GOAL:
Please read the "Atrangi yaari" text below and decide whether each statement agrees with it: (a) In the second year, the writer, Medha and Aditi shared a room. (b) Aditi shares the writer's love for old Hindi songs. (c) Medha, Aditi and the writer call one another bestfriend. For each, answer yes or no and quote the deciding words from "Atrangi yaari".

SELECTED EXTRACT:

Atrangi yaari

I always thought that after a certain age, it is difficult to develop friendships that are based on zero judgement, mutual respect and acceptance; since it’s a common notion that bonds of friendship that develop in school are the only ones that last, my belief became stronger.I have a very close circle of school friends that have been with me through everything and so I thought it would be difficult to find friends in Bombay that would be as non-judgemental, as loving and as caring as my friends back home. Little did I know that I was wrong.

For the last two years, I stayed in a PG with 11 other girls. Luckily, I had a small room to myself, so I didn’t face a lot of problems when I moved. In my first year, I initially got along with all of the girls in the PG, but I became good friends with two of them: Medha and Aditi. They’re both poles apart- Medha is extremely diligent and focused while Aditi is opinionated and whimsical. What these two share, though, are values like respect for one’s privacy, perseverance and patience. I love exploring and trying out new restaurants, cafes & monuments;Aditi is a big foodie and loves travelling so my bucket list became hers and she became the first person who would come to my mind when I read about a play screening, a restaurant opening or a new Terribly Tiny Tale.  Medha, on the other hand, shared my love for old Hindi songs and Indo-Chinese food. We bonded over cheesy fries and “Urvashi Urvashi”. In my first year, the three of us were in separate rooms but in my second year, we shared a room, which brought us closer(not just physically!). Since I love exploring, we would fully utilize our Sundays by picking one area and exploring it. We had a Bandra day, a Powai day, a Fort day, a Mahakali caves day, a Byculla day and a Mandwa day trip wherein we would visit places of interest, eat good food, sit by the lake or the sea. One of the things I love about the two of them is that we don’t necessarily have to talk all the time. We understand and appreciate each other’s silences.

One of the things you learn while living with someone new is how to adjust. Since we were in different rooms in the first year, we didn’t have to adjust too much, but in our second year, we did. I sleep earlier than the two of them so they had to keep quiet. Medha studies regularly so we had to use our earphones. Aditi sometimes comes late from college and naps till the evening so we had to maintain silence. We often had to adjust when we had to dry our clothes since the three of us had one drying line in common. We couldn’t get our friends over when someone was ill or had an exam; we also spoke softly when someone was sleeping. These things seem very small but when it comes to making these small sacrifices, one often becomes very egoistic. I learned how to adjust and talk softly when someone was sleeping, how to use the bathroom and get ready without making noise, how to watch movies on my laptop at a very low volume and most of all, I learned that this process is mutual, and that if you find people who will sacrifice for you as much as you sacrifice for them, they are meant to stay and that is how life is.

I always refer to my school friends as my ‘bestfriends’ because for me, the word bestfriend means someone who will always be there for me, someone who won’t judge, someone who will always listen, someone who I can bare my heart to and someone will sacrifice for me, just the way I will. I’ve learned not to use the word bestfriend for too many people since it comes with a lot of insecurity, jealousy and expectations. When I came to Bombay though, I realized that it’s not how you label your friendship that matters. Medha, Aditi and I have never used the term bestfriend for each other, yet we’ve been there for each other, been each other’s pillars of support, seen each other through thick and thin, laughed and cried together, celebrated each other’s victories and divided each other’s sorrows. Medha was the one who comforted me when I lost a relative while I cried on Aditi’s shoulder the night I was at my lowest. They taught me that sometimes, it’s best to leave some bonds undefined. “Batane se behtar hai nibhana”

SUPPLIED RECORDS:
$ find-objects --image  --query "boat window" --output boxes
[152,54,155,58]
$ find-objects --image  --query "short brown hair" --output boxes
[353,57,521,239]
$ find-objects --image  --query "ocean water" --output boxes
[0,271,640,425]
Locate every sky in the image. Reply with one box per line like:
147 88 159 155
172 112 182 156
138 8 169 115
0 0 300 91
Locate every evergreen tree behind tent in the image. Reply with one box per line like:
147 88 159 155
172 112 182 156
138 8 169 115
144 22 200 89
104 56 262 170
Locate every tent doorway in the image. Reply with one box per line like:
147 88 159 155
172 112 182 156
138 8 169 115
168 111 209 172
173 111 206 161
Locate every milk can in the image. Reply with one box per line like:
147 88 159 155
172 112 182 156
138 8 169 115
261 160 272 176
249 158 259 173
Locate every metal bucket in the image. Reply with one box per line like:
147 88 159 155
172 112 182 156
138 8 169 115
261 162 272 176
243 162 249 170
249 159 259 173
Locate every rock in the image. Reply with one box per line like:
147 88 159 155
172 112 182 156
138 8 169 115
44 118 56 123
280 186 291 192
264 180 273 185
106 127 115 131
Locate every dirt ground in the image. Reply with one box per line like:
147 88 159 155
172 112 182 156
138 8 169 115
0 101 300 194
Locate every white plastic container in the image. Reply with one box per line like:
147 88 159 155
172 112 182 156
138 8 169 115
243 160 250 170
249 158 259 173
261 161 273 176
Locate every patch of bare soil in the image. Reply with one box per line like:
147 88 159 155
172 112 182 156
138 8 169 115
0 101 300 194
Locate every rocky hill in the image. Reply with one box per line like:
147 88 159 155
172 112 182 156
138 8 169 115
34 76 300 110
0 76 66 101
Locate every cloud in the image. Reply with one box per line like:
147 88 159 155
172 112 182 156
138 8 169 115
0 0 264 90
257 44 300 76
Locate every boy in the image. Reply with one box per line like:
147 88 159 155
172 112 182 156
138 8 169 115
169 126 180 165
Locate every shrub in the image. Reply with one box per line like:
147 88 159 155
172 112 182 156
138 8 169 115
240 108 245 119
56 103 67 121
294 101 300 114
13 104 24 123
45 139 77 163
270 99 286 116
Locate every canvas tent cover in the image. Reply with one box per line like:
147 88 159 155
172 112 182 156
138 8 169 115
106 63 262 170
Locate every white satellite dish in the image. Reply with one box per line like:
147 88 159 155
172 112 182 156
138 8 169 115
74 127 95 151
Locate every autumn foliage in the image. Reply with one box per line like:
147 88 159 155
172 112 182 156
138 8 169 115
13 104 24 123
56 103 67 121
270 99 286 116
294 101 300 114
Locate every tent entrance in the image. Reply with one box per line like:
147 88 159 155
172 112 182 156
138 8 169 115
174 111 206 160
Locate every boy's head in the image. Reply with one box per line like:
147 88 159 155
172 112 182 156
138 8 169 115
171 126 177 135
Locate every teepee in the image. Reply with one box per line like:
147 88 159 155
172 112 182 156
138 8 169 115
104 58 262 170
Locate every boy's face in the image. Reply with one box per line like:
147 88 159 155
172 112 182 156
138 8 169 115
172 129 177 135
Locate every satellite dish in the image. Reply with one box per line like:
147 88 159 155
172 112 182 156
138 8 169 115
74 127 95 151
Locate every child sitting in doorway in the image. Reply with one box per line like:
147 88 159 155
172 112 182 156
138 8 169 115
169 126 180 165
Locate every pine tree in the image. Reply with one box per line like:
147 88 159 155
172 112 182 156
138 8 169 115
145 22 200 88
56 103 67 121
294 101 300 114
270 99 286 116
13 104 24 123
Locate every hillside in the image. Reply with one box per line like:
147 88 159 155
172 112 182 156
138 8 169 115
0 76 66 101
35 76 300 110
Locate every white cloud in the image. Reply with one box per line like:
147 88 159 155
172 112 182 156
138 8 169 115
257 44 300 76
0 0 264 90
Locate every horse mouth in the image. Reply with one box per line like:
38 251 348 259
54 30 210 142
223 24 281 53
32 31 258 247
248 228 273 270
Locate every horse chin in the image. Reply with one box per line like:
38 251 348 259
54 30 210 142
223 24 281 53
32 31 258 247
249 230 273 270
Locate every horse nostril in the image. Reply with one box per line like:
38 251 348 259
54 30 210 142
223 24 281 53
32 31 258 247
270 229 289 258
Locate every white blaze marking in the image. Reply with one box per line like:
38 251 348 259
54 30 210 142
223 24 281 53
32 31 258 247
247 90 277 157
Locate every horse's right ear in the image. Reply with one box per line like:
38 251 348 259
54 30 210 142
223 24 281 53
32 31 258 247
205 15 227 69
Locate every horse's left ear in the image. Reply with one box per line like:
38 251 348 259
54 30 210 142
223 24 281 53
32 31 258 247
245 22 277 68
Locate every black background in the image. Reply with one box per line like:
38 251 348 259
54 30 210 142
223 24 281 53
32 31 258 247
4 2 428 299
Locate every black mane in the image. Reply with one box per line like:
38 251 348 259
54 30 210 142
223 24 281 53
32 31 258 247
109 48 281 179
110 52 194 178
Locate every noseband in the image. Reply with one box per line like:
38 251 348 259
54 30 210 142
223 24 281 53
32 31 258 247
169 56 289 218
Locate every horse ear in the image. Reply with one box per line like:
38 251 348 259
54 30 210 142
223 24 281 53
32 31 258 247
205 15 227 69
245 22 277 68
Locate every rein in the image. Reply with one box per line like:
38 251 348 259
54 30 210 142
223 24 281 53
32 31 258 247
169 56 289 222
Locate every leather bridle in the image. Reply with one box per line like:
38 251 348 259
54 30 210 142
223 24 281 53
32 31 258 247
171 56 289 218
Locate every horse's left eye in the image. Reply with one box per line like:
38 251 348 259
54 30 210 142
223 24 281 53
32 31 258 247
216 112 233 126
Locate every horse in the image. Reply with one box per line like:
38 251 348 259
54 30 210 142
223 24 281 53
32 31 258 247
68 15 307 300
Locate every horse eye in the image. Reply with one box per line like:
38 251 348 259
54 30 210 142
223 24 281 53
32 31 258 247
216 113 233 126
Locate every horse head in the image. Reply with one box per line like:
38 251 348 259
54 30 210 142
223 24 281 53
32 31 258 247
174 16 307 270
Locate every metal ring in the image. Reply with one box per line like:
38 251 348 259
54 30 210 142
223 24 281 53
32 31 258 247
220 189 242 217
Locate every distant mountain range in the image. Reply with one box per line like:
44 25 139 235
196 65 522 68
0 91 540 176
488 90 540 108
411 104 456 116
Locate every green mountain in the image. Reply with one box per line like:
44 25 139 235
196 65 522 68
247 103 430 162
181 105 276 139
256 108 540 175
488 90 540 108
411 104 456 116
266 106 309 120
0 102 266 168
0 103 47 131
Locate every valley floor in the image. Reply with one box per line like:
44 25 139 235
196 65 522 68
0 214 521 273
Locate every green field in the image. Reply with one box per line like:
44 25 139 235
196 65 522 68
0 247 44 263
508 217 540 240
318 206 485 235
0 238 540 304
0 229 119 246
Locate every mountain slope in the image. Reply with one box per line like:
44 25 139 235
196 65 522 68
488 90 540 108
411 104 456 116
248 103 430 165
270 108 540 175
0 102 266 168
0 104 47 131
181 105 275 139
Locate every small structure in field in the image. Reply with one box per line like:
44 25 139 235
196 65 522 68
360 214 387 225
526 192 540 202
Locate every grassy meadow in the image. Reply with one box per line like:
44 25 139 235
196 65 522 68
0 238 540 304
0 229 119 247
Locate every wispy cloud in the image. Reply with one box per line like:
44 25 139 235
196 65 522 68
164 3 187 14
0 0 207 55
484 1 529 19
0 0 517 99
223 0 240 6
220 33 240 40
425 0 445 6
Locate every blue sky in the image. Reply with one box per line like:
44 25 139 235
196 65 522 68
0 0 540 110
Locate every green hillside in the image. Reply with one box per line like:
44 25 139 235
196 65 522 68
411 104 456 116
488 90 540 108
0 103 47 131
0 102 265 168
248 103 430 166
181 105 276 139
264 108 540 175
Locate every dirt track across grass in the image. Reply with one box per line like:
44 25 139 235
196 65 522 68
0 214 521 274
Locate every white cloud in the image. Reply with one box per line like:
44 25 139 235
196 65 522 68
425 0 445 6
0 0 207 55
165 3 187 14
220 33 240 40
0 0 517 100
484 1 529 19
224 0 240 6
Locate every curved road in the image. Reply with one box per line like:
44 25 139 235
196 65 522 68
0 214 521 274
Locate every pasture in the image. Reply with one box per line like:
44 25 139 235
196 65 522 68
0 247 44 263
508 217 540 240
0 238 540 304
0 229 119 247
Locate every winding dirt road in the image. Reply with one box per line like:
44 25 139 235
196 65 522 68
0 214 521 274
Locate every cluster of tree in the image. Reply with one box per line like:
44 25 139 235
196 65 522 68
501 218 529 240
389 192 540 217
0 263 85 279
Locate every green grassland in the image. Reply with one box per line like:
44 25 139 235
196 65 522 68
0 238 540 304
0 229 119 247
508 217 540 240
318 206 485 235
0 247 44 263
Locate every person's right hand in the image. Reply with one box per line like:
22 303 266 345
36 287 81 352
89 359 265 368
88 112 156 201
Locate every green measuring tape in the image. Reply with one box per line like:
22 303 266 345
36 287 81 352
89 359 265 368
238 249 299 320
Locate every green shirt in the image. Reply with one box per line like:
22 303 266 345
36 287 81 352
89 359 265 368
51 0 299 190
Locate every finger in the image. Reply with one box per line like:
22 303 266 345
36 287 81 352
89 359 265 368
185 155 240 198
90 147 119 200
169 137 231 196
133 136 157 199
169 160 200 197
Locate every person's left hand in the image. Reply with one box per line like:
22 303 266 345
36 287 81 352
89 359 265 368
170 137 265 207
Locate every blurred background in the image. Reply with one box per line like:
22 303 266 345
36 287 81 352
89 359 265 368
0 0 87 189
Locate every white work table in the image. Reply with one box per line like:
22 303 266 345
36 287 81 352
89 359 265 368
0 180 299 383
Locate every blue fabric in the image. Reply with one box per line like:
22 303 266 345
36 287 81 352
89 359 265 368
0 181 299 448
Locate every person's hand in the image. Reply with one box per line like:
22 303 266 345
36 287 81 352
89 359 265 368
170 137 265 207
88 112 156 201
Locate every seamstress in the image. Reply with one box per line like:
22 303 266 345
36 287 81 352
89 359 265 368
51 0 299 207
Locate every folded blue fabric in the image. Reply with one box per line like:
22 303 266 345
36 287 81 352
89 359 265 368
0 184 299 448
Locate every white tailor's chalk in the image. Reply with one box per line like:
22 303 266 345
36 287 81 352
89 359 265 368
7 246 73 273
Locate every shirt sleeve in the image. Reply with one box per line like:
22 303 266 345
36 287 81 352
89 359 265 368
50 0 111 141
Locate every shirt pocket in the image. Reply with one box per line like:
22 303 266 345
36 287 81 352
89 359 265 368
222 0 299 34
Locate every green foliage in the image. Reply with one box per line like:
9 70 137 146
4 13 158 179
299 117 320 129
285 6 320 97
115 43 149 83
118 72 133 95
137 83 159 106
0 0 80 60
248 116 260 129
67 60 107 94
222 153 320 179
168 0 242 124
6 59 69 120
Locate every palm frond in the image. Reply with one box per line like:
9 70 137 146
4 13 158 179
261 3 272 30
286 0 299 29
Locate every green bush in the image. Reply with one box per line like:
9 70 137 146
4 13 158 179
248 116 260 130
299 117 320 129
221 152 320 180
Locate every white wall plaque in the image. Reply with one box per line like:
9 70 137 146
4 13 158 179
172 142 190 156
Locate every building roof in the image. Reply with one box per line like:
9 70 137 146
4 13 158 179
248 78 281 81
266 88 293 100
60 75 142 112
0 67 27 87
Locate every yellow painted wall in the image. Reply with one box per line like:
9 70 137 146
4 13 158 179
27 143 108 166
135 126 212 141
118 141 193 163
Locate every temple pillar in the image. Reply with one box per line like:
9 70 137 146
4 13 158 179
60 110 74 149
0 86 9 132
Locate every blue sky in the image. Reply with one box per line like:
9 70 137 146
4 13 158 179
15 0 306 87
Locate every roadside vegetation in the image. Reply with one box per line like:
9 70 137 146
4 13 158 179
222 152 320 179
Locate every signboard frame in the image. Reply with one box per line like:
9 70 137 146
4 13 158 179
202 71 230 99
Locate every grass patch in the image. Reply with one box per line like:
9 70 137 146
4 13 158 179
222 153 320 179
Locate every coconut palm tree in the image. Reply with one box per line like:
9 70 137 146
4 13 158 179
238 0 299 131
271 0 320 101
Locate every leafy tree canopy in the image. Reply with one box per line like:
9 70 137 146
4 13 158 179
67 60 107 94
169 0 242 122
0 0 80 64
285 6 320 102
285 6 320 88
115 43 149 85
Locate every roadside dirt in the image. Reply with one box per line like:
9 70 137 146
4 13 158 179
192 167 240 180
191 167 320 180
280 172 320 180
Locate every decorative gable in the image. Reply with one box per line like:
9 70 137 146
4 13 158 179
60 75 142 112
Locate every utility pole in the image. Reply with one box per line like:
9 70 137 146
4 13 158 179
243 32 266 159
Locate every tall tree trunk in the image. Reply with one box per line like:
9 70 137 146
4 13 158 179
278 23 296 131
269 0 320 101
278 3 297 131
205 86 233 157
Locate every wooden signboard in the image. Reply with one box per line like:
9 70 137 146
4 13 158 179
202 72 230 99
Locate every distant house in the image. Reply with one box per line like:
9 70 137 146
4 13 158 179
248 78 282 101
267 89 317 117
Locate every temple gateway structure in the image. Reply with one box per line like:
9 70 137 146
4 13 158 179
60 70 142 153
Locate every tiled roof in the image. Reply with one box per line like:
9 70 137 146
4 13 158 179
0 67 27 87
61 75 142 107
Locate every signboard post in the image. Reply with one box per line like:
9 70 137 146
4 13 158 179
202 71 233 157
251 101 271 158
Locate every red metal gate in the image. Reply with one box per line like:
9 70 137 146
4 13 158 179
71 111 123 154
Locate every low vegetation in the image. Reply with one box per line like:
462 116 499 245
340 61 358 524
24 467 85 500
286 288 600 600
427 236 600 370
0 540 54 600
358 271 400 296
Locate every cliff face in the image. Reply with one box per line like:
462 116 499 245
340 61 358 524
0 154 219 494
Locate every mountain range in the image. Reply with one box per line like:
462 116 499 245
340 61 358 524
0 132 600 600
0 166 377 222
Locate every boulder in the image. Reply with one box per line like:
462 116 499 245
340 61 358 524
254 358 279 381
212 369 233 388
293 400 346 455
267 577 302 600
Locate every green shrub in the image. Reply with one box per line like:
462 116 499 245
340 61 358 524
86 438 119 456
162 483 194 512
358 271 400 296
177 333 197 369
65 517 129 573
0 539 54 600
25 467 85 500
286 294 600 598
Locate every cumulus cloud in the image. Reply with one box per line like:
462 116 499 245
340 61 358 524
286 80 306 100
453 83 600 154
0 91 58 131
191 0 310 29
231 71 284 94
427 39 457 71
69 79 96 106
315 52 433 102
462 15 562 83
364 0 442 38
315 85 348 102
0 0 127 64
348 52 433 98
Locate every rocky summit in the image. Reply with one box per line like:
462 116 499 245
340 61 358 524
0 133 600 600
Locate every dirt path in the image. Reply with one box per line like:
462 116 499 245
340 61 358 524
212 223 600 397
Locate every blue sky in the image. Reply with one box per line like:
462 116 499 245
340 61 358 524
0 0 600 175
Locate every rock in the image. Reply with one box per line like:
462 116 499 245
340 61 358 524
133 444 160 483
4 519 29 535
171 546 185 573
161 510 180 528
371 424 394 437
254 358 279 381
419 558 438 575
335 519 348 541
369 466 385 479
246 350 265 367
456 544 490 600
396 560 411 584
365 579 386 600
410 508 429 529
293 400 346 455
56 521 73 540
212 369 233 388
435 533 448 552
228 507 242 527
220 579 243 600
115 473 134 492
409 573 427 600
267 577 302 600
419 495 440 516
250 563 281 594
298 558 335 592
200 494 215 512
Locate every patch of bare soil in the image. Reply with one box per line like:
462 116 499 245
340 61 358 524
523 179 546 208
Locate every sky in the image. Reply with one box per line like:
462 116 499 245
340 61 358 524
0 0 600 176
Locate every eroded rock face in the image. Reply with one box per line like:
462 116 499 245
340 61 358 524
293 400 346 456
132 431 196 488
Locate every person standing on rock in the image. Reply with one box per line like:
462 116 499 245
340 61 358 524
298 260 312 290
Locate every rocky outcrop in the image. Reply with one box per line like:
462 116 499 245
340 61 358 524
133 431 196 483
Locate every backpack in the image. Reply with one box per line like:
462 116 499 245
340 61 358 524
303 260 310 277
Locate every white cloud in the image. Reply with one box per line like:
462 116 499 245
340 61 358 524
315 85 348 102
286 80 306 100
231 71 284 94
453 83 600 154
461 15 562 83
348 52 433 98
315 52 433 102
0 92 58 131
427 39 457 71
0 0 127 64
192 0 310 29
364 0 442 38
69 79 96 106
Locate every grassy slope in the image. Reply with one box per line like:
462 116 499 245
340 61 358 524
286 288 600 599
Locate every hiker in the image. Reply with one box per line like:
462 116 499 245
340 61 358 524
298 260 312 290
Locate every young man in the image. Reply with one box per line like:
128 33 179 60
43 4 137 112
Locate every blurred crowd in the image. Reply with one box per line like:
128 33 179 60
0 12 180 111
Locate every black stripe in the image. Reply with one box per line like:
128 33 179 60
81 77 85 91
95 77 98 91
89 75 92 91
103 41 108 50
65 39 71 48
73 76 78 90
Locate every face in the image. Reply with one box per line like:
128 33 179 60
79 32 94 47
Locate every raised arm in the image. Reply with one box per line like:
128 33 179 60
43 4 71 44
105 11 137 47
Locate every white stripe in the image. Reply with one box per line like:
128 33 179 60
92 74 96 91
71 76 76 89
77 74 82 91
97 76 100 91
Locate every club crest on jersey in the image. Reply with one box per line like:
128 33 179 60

OUTPUT OF THE TASK:
(a) Yes: "in my second year, we shared a room"
(b) No: "Medha, on the other hand, shared my love for old Hindi songs and Indo-Chinese food."
(c) No: "Medha, Aditi and I have never used the term bestfriend for each other"